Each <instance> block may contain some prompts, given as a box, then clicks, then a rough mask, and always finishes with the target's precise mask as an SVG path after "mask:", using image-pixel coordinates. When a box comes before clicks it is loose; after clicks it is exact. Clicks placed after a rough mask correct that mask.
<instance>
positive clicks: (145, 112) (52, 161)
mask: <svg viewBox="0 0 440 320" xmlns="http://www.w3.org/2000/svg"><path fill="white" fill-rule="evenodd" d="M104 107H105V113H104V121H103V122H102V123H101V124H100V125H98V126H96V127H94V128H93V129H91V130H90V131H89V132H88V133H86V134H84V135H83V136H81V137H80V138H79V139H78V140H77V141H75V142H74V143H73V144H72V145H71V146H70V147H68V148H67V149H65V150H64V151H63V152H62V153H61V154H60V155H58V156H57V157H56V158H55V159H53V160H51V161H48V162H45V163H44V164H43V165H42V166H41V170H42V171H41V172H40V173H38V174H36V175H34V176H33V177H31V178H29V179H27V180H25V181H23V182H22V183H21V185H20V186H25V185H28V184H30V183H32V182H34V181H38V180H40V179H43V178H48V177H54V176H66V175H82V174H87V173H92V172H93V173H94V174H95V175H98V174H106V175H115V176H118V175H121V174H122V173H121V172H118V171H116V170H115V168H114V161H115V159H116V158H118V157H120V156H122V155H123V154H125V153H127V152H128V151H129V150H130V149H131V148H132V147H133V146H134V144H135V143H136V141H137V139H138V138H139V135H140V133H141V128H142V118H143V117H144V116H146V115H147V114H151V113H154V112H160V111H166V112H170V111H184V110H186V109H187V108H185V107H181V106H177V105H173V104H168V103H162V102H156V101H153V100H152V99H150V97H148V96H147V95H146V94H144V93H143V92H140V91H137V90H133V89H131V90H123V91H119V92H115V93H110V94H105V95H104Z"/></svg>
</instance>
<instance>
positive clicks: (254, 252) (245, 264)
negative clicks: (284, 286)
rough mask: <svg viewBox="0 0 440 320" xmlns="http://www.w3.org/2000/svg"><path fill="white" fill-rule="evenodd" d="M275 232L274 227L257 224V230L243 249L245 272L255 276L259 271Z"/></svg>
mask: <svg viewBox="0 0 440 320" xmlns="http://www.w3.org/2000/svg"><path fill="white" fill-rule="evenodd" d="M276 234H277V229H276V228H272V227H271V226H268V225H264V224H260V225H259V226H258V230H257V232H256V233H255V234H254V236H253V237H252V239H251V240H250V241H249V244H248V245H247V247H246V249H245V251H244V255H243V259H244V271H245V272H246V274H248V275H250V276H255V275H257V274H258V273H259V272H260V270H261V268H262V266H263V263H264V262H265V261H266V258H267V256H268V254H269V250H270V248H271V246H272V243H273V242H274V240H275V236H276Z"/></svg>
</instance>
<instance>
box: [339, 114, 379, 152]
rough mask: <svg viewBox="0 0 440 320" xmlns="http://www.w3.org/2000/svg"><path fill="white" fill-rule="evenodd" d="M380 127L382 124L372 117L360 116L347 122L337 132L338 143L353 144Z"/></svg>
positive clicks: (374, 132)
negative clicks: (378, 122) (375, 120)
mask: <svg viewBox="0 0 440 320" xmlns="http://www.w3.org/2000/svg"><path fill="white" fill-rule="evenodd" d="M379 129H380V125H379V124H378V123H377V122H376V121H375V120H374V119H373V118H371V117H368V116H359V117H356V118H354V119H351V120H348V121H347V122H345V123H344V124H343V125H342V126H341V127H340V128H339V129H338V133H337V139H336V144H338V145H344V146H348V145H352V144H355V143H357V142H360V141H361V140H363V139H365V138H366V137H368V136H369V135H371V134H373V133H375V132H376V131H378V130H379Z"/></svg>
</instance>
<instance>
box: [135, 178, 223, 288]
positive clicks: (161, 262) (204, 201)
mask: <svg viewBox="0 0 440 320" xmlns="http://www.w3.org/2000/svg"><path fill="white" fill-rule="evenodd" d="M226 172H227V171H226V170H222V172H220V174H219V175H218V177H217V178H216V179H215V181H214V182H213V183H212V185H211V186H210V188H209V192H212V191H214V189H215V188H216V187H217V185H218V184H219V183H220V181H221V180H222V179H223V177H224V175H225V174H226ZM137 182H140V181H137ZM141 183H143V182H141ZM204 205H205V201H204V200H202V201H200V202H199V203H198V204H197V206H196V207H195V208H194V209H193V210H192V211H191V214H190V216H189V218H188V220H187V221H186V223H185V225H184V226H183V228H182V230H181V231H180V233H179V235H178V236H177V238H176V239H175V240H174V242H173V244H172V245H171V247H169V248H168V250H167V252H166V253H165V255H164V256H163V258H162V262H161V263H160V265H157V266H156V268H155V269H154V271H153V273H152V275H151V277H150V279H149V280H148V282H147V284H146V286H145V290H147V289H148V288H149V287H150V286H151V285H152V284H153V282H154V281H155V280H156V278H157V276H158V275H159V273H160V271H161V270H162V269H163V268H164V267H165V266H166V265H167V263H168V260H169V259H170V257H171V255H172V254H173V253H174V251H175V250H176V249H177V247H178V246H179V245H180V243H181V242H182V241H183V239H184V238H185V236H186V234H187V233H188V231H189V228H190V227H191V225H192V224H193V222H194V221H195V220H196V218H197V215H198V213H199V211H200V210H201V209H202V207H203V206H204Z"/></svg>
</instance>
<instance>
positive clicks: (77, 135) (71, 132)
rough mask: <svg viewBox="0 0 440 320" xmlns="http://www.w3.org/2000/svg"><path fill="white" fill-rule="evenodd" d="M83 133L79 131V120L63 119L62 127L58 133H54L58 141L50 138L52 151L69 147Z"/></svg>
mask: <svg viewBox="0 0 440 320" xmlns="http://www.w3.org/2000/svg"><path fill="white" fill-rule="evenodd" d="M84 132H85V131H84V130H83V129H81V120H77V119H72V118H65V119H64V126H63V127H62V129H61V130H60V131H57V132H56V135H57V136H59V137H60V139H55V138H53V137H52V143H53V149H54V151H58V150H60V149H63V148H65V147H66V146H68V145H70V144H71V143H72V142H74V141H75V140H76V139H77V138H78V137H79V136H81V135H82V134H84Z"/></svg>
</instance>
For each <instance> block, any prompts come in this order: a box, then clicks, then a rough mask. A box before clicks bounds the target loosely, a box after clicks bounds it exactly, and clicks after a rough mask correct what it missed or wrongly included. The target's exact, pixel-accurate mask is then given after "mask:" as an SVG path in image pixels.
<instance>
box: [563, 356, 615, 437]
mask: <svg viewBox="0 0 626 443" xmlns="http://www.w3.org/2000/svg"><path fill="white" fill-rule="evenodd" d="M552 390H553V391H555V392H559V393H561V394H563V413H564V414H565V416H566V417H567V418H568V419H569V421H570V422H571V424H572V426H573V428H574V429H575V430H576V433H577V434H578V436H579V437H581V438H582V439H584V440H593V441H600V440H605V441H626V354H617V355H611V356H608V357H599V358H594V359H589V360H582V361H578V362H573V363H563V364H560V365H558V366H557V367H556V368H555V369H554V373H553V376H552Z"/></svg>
:::::
* [TASK GOAL]:
Copy out the lines above verbatim, starting with the very first one and stopping after the line that contains "positive clicks: (145, 112) (52, 161)".

* [ANSWER AREA]:
Each <instance> block may contain some prompts, given as a box, then clicks, then a rough mask, and always finishes with the target's precise mask as an SVG path after "mask:", using image-pixel coordinates. When a box comes before clicks it is loose; after clicks it is exact. Clicks placed after a rough mask correct that mask.
<instance>
positive clicks: (145, 112) (52, 161)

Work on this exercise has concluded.